提示された文章:
★ ★ ★

2009-12-09 00:33:41 | 観劇
11月の演舞場と歌舞伎座さよなら公演、そして国立小劇場での井上八千代「葵の上」、
観劇メモです。

演舞場と歌舞伎座は対照的でした。
若手の歌舞伎のいいところは、中堅をめざして精進している姿が見れること、
つい数年前までのかわゆ~い子役たちがすっかり美しい女形になって私たちの前に現れてくれること、
ホントに愉しみだわー!
演舞場の花形歌舞伎
一番は、鬼揃紅葉狩、これは鬼になってから良くなくちゃーダメなのね、
亀治郎の鬼女は抜群でした。
玉三郎の鬼女は更科姫の美しさが邪魔をして、グロテスクに見えてしまうのね。
亀治郎をはじめとする鬼揃、
松也くん,梅枝,巳之助,右近,隼人みんな若さをフル稼働、よく動き、よく飛び上がり、
ホントにキビキビと、気持ちいいですね。
もちろん吉弥さんもみんなを引っ張っていました。

★ ★ ★

データ行:
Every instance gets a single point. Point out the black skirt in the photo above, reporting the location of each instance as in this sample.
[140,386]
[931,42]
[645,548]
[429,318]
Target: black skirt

★ ★ ★

行う作業:
1: 観劇メモによると、演舞場の鬼揃紅葉狩で鬼女が抜群だったのは誰ですか。
2: 観劇メモを、最後の文のあとから同じ調子で書き継いでください。

想定される解答:
1: 亀治郎です。

2:
驚きだったのは、あの美しい侍女はだれ?このメンバーのなかのだれ?と思ったら、
巳之助くんでした。
10代から二十歳になると、女の子はある日突然、一皮剥けるのよねー
びっくりするくらい綺麗になる、
同じことが女形にもあるのかしらねー。
巳之助さんは綺麗な女形になるわねー、声変わりが落ち着けば。

新しい三人吉三
お嬢吉三の菊之助、お坊の愛之助、和尚の松緑、評判よろしいようですが、
私はやっぱり玉&仁左さまと團十郎和尚の三人吉三が忘れられない!
刹那的に生きてきたお嬢お坊の(結局は)心中へ至る絶望感が要るのよねー、
和尚への義理立てだけではない、なにか虚無感のような…、黙阿弥ですからね。

愛之助、松緑は四変化の浅草祭が一番よかったですね。
松緑の踊りは定評がありますが、
愛之助は地唄舞楳茂都(うめもと)流の家元という重責、
試されています。でも、演舞場で見る限り、おおらかに楽しんで踊っていますね。
それがいいですね。

歌舞伎座の仮名手本忠臣蔵
何といっても7段目を愉しみにしてました。
もちろん仁左さまの由良之助がお目当て、でした。
でも、今回思ったのですが、7段目は勘平切腹後のお軽の運命、でもあった、のですよね。
とくに平右衛門は足軽身分の忠義、「小心者の哀しさ」と唄われるけれど、
この段の主役は本当は平右衛門ではないかと思ってしまいます。
まことに人間味ある役柄で、これだから忠臣蔵は庶民に愛されつづけたのですよね。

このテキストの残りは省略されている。